Requirement: Collect every line of the items below that contains the word "motorcycle".

The input:
====================
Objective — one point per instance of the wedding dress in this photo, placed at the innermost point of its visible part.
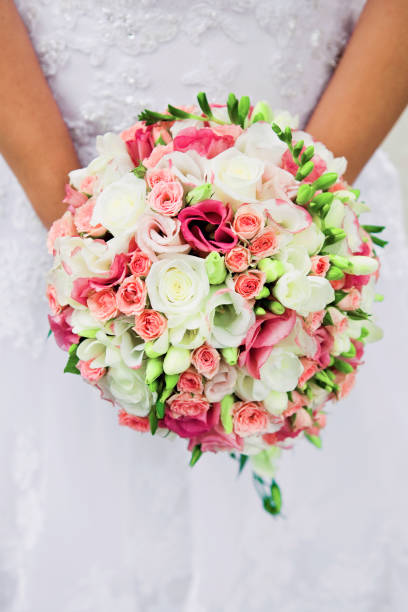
(97, 518)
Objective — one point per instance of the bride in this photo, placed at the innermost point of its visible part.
(94, 517)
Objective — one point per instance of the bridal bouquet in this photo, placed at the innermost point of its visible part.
(212, 279)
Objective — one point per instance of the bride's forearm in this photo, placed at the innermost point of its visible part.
(369, 88)
(34, 139)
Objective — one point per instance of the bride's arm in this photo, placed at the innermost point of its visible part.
(34, 139)
(369, 88)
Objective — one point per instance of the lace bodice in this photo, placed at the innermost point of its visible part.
(105, 61)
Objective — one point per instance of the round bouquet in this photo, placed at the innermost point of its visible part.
(211, 278)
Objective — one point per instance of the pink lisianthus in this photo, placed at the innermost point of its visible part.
(90, 374)
(249, 284)
(150, 324)
(216, 440)
(191, 382)
(102, 304)
(200, 416)
(64, 226)
(204, 140)
(82, 220)
(248, 222)
(265, 244)
(206, 360)
(54, 305)
(351, 301)
(140, 263)
(206, 226)
(237, 259)
(310, 368)
(131, 296)
(166, 198)
(250, 418)
(265, 333)
(157, 154)
(61, 327)
(140, 424)
(158, 175)
(320, 265)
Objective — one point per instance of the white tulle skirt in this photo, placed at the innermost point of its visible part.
(95, 517)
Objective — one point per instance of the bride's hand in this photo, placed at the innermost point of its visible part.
(369, 88)
(34, 139)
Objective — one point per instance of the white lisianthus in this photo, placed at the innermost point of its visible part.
(177, 286)
(129, 389)
(260, 141)
(281, 371)
(112, 163)
(229, 317)
(120, 205)
(236, 176)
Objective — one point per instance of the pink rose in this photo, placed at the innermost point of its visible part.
(264, 245)
(249, 284)
(62, 329)
(206, 226)
(53, 303)
(102, 304)
(64, 226)
(206, 360)
(309, 369)
(237, 259)
(166, 198)
(150, 325)
(82, 220)
(139, 264)
(351, 301)
(248, 222)
(320, 265)
(190, 381)
(140, 424)
(157, 154)
(204, 140)
(158, 234)
(216, 440)
(262, 336)
(250, 418)
(131, 296)
(159, 175)
(222, 384)
(90, 374)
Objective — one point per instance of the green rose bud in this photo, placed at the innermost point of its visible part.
(177, 360)
(200, 193)
(215, 268)
(230, 355)
(153, 370)
(273, 268)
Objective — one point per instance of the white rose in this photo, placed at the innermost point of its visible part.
(281, 371)
(260, 141)
(236, 176)
(229, 317)
(120, 205)
(177, 285)
(129, 389)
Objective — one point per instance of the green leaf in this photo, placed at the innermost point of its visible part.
(204, 105)
(195, 455)
(315, 440)
(373, 229)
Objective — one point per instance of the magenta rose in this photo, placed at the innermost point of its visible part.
(206, 226)
(206, 142)
(265, 333)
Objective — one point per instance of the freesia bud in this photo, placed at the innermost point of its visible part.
(215, 268)
(177, 360)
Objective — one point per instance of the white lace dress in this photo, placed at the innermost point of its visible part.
(95, 518)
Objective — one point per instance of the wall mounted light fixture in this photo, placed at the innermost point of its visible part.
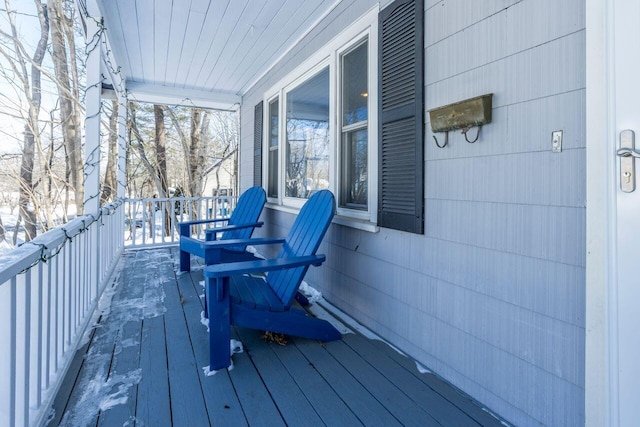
(473, 112)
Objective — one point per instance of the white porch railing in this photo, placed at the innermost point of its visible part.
(49, 289)
(153, 221)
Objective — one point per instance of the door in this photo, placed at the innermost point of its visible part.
(612, 365)
(626, 286)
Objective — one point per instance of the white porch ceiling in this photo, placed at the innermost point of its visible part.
(201, 52)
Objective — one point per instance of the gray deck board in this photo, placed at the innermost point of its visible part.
(146, 363)
(416, 390)
(153, 403)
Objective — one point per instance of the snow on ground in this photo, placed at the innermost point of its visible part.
(103, 384)
(235, 347)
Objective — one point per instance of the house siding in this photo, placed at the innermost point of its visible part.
(492, 296)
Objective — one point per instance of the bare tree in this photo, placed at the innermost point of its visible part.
(62, 31)
(110, 181)
(161, 163)
(31, 87)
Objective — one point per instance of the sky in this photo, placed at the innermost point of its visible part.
(28, 29)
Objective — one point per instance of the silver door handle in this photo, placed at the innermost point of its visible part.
(627, 153)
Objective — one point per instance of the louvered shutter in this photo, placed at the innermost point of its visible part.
(400, 109)
(257, 145)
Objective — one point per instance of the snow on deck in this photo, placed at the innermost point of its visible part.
(143, 365)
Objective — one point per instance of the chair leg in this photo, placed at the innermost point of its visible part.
(185, 261)
(219, 324)
(185, 257)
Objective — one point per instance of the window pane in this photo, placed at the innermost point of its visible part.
(355, 178)
(272, 172)
(308, 137)
(355, 86)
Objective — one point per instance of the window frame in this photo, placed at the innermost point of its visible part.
(330, 55)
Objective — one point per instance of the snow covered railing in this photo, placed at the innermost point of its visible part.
(49, 288)
(153, 221)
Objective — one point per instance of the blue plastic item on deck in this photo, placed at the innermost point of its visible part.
(240, 225)
(234, 297)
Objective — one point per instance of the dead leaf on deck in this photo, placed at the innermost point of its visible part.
(280, 339)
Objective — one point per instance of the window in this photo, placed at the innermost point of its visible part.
(322, 127)
(307, 119)
(355, 134)
(272, 166)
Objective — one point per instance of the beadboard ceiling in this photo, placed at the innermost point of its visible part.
(203, 49)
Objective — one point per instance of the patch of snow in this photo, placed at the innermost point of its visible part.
(312, 294)
(254, 251)
(504, 423)
(101, 392)
(5, 247)
(320, 312)
(204, 320)
(235, 347)
(422, 369)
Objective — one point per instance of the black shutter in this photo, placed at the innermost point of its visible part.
(257, 145)
(401, 111)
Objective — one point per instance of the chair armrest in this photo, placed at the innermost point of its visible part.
(261, 266)
(221, 244)
(233, 227)
(202, 221)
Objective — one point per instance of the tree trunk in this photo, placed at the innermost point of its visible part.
(32, 91)
(110, 180)
(2, 231)
(161, 164)
(69, 116)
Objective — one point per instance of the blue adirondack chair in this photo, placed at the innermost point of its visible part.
(234, 297)
(240, 225)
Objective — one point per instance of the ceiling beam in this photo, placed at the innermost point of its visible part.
(158, 94)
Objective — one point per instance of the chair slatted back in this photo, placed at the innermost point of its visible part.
(247, 211)
(304, 238)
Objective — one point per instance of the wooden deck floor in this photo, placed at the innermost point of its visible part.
(142, 365)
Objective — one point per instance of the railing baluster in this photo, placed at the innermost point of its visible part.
(13, 347)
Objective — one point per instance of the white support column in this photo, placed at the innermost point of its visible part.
(92, 121)
(121, 174)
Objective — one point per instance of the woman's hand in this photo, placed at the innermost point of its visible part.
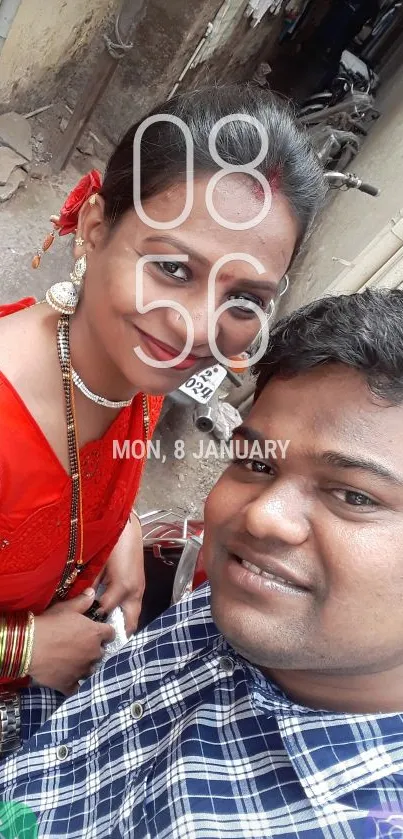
(124, 576)
(67, 645)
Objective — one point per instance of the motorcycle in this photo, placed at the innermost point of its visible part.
(173, 561)
(337, 117)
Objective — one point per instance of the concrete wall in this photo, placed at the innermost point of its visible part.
(45, 36)
(237, 58)
(163, 43)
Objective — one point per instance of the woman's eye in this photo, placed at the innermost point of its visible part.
(174, 269)
(247, 304)
(355, 499)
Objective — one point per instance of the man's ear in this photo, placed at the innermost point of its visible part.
(92, 226)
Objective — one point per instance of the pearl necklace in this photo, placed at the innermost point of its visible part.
(100, 400)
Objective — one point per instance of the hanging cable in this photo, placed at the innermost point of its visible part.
(117, 49)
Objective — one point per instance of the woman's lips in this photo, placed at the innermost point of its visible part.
(163, 352)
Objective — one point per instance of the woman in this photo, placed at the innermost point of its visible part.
(80, 373)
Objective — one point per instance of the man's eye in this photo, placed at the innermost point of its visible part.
(174, 269)
(257, 466)
(247, 305)
(355, 499)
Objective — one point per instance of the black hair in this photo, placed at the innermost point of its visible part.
(290, 161)
(363, 331)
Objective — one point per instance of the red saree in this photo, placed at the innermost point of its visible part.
(35, 493)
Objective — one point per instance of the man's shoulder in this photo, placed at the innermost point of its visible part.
(184, 633)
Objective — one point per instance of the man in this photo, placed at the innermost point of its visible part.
(277, 712)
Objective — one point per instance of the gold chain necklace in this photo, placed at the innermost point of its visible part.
(74, 562)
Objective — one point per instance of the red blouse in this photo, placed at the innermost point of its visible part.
(35, 495)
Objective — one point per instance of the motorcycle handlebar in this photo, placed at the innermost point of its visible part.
(339, 179)
(369, 189)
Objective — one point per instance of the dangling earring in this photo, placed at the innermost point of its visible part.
(63, 297)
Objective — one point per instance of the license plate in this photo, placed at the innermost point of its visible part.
(202, 385)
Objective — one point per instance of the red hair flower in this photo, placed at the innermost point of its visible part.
(67, 221)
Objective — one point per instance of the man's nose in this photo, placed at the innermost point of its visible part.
(280, 513)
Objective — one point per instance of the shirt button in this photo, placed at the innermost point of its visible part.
(227, 665)
(136, 710)
(62, 752)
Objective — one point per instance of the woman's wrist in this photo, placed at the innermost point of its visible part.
(16, 644)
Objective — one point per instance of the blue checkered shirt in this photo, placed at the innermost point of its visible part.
(178, 737)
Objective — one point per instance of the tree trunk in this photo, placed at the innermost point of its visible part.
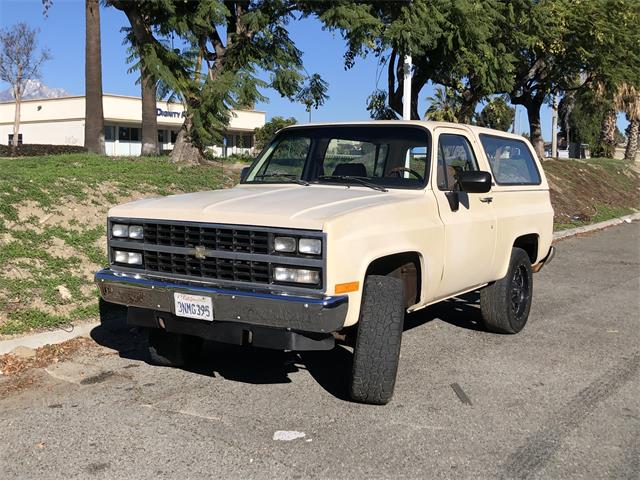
(94, 116)
(184, 151)
(16, 122)
(149, 116)
(632, 142)
(607, 140)
(535, 130)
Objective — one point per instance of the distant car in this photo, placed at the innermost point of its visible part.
(336, 231)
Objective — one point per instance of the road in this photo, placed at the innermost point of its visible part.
(559, 400)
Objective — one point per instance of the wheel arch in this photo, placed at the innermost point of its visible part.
(407, 266)
(529, 243)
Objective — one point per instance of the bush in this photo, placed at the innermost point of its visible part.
(36, 150)
(239, 158)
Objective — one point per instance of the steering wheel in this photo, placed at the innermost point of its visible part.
(397, 171)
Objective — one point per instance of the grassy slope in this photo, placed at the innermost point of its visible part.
(52, 228)
(589, 191)
(53, 209)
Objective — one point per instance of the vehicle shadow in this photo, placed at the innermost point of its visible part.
(330, 369)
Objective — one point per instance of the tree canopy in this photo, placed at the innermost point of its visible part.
(235, 43)
(265, 133)
(496, 114)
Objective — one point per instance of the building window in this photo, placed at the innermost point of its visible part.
(128, 134)
(19, 139)
(109, 133)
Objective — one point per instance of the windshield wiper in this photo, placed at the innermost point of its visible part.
(358, 180)
(289, 176)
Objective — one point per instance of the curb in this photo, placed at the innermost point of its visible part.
(595, 226)
(58, 336)
(47, 338)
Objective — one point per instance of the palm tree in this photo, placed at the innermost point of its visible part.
(94, 116)
(139, 35)
(628, 100)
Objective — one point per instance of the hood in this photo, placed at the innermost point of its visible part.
(287, 206)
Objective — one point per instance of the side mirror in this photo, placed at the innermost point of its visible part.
(474, 182)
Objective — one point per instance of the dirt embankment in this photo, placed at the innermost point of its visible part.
(592, 190)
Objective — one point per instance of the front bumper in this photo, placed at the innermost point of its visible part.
(318, 314)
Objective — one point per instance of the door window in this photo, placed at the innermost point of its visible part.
(455, 155)
(511, 161)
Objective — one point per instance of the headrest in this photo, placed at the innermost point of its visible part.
(350, 169)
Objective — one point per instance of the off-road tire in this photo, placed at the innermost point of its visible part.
(377, 346)
(172, 349)
(504, 308)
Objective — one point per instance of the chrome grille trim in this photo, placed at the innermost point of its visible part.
(237, 255)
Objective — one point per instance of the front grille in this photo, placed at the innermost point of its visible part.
(233, 254)
(212, 238)
(212, 268)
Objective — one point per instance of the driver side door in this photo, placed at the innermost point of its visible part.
(470, 231)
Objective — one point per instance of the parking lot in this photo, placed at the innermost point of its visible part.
(559, 400)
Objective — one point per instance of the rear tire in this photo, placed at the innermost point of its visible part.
(172, 349)
(379, 335)
(505, 304)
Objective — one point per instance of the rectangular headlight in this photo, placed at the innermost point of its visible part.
(296, 275)
(130, 258)
(119, 230)
(136, 232)
(284, 244)
(310, 246)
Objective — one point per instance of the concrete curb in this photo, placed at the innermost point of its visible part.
(58, 336)
(47, 338)
(596, 226)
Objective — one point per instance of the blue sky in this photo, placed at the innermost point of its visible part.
(63, 33)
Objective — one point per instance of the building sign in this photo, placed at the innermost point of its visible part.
(166, 113)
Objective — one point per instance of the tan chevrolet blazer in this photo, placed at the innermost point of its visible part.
(333, 234)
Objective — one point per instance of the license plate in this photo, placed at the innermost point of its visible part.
(193, 306)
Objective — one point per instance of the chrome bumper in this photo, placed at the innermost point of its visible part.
(309, 314)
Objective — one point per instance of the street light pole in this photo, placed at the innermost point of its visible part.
(406, 90)
(554, 127)
(406, 103)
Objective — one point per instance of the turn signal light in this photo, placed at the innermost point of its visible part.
(347, 287)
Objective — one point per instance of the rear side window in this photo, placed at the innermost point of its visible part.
(511, 161)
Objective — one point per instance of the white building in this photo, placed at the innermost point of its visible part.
(60, 121)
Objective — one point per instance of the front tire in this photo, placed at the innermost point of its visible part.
(505, 304)
(172, 349)
(377, 347)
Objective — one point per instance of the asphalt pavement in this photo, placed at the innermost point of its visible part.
(559, 400)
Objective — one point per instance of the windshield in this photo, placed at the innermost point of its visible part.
(372, 156)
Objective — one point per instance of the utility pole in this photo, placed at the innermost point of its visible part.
(554, 127)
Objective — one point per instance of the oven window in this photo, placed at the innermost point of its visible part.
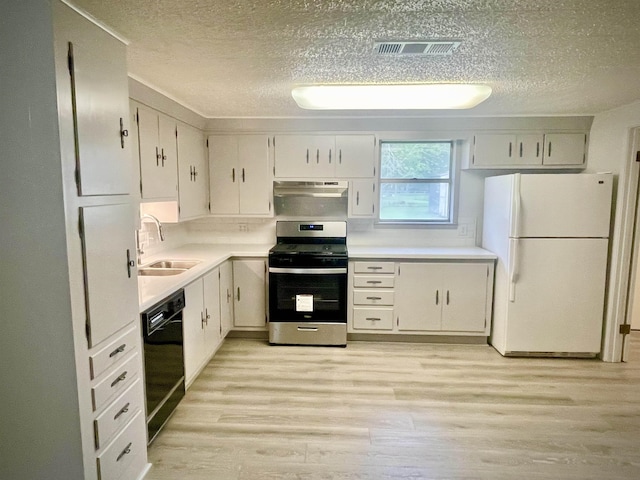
====================
Full solution:
Objective — one point per instance of the motorcycle in this photo, placed at the innermost point of its visible part.
Objective — one point per instance of the motorcycle handlebar in this photo, placed at the innermost point of its visible part.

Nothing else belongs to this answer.